WHAT YOU HAVE TO DO
Please identify each line in the rows below that contains the string "shadow" and copy it out in full. Case counts.

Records
--- BEGIN ---

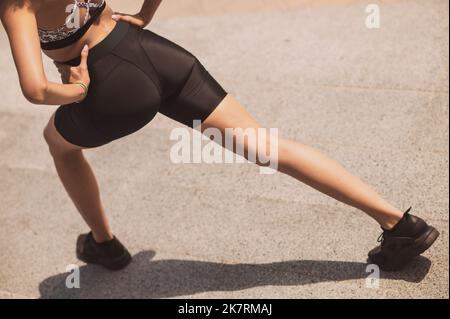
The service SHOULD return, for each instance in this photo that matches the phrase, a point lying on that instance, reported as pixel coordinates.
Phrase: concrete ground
(376, 100)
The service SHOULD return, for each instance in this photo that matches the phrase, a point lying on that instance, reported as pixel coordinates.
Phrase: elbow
(36, 93)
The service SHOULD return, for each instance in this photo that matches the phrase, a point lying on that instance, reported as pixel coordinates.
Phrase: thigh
(230, 114)
(55, 140)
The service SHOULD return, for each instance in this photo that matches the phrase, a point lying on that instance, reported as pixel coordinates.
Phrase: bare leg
(311, 167)
(79, 181)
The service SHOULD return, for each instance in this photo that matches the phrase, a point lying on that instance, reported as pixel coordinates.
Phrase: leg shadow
(145, 278)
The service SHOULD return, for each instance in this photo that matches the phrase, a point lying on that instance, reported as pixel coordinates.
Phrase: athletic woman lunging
(116, 76)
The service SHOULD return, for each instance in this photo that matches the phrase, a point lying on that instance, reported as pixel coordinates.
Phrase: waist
(105, 46)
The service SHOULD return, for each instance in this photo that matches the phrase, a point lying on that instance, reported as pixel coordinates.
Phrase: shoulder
(15, 5)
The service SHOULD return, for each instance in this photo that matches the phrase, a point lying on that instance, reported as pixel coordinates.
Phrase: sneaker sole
(111, 264)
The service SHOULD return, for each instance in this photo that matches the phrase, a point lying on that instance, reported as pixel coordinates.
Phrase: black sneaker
(408, 239)
(111, 254)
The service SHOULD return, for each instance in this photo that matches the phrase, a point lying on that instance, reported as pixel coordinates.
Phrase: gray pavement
(375, 100)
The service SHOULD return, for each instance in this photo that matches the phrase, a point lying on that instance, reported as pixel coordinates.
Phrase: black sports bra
(66, 34)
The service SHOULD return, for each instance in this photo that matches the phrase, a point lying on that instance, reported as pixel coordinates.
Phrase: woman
(118, 85)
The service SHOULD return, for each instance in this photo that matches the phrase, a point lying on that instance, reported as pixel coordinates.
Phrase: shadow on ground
(145, 278)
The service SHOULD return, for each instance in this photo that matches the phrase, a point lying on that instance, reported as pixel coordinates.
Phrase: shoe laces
(382, 235)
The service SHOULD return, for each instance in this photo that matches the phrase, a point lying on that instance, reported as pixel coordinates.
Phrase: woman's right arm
(19, 20)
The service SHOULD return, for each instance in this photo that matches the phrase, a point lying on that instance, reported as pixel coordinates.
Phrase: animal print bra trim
(71, 32)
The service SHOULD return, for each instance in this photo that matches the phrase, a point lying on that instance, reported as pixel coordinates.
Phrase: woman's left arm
(19, 20)
(144, 16)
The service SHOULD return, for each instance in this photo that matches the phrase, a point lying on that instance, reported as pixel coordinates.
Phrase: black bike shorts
(136, 73)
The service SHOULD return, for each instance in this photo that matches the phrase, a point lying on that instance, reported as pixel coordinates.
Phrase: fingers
(127, 18)
(84, 56)
(120, 17)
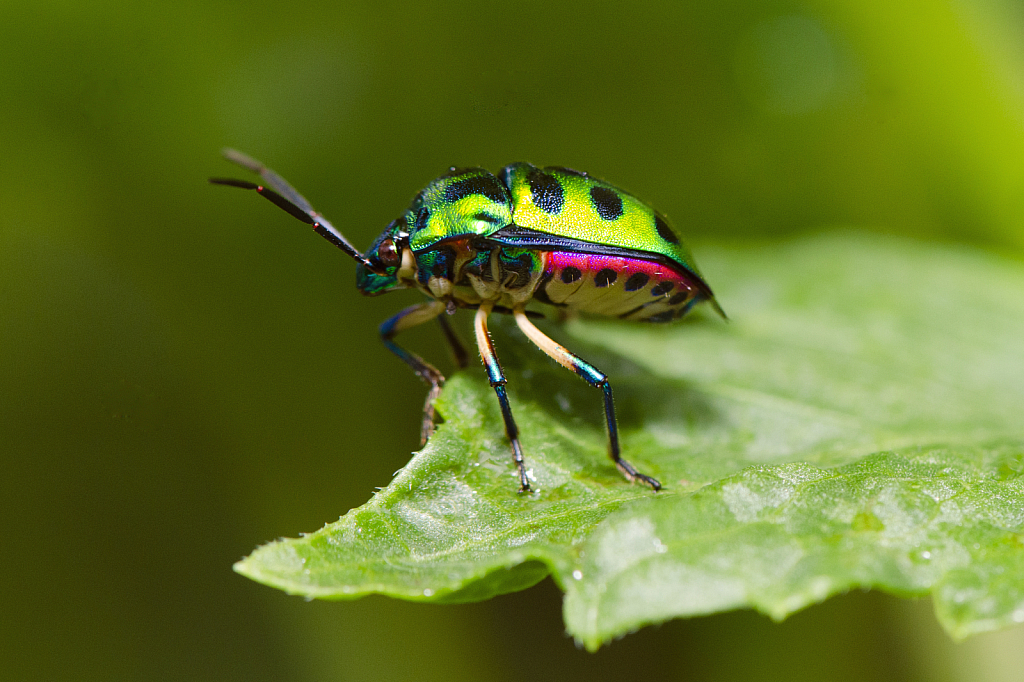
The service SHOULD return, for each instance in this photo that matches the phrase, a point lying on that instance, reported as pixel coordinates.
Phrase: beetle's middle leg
(411, 316)
(595, 378)
(497, 378)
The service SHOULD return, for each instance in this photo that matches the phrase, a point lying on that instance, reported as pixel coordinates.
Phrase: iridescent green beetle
(496, 243)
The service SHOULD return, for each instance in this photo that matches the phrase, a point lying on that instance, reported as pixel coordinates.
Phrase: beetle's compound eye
(387, 253)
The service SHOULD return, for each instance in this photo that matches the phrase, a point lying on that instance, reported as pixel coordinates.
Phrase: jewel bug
(496, 243)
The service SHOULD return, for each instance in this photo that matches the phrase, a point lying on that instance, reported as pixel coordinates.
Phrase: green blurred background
(186, 372)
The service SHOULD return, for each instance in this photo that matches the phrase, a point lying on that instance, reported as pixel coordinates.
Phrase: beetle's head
(385, 257)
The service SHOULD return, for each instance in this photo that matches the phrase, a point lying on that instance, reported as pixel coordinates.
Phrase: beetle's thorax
(471, 270)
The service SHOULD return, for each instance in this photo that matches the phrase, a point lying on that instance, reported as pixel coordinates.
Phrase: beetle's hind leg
(411, 316)
(595, 378)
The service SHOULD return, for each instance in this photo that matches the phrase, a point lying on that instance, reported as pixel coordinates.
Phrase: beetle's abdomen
(616, 286)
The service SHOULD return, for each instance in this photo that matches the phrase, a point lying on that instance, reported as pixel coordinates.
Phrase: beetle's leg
(455, 344)
(498, 383)
(411, 316)
(595, 378)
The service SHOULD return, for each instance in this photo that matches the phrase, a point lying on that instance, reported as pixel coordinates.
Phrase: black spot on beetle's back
(606, 202)
(422, 216)
(443, 262)
(663, 288)
(478, 184)
(637, 282)
(547, 192)
(567, 171)
(605, 278)
(664, 230)
(486, 217)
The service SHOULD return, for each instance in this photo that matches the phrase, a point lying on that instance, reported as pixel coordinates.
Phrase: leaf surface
(859, 423)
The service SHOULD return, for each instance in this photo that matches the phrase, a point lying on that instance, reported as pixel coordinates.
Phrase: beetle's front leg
(411, 316)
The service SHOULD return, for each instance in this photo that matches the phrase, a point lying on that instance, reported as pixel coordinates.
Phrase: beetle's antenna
(284, 196)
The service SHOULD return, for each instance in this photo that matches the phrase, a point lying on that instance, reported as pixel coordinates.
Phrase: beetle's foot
(430, 416)
(632, 474)
(523, 480)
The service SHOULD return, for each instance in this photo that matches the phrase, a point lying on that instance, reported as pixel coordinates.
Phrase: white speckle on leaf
(745, 504)
(626, 544)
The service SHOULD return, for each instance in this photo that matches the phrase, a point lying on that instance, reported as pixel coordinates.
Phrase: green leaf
(858, 424)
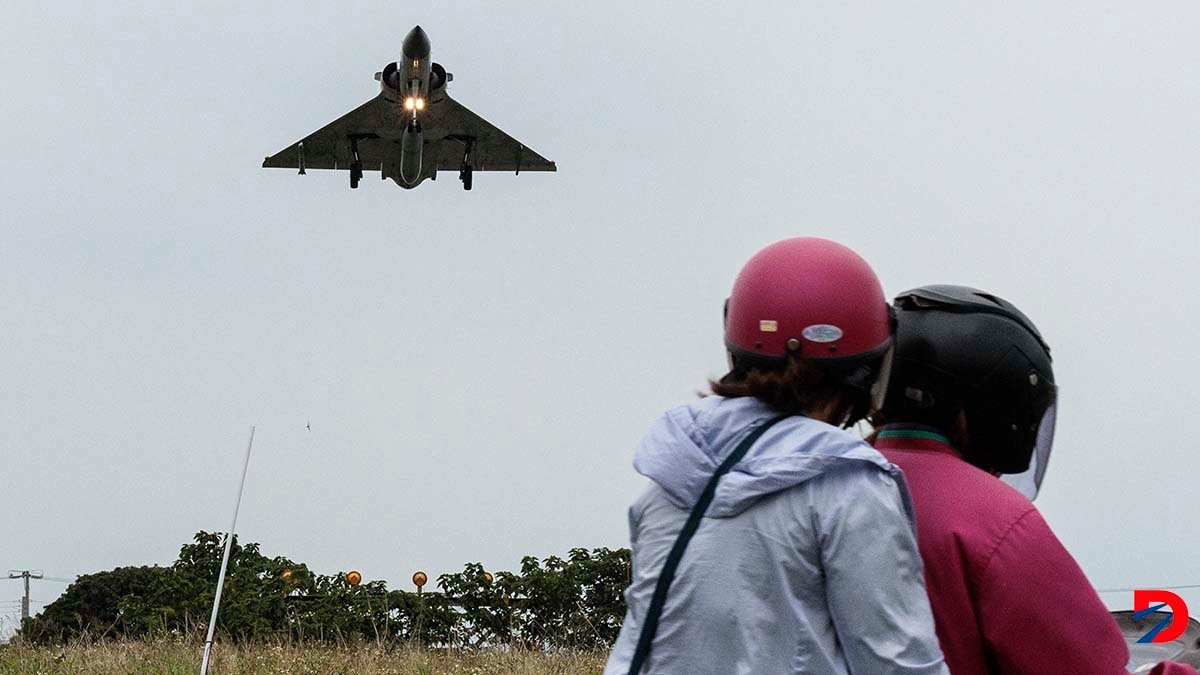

--- END ---

WRITTEN RESPONSE
Phrase: leg shadow
Phrase: shadow on ground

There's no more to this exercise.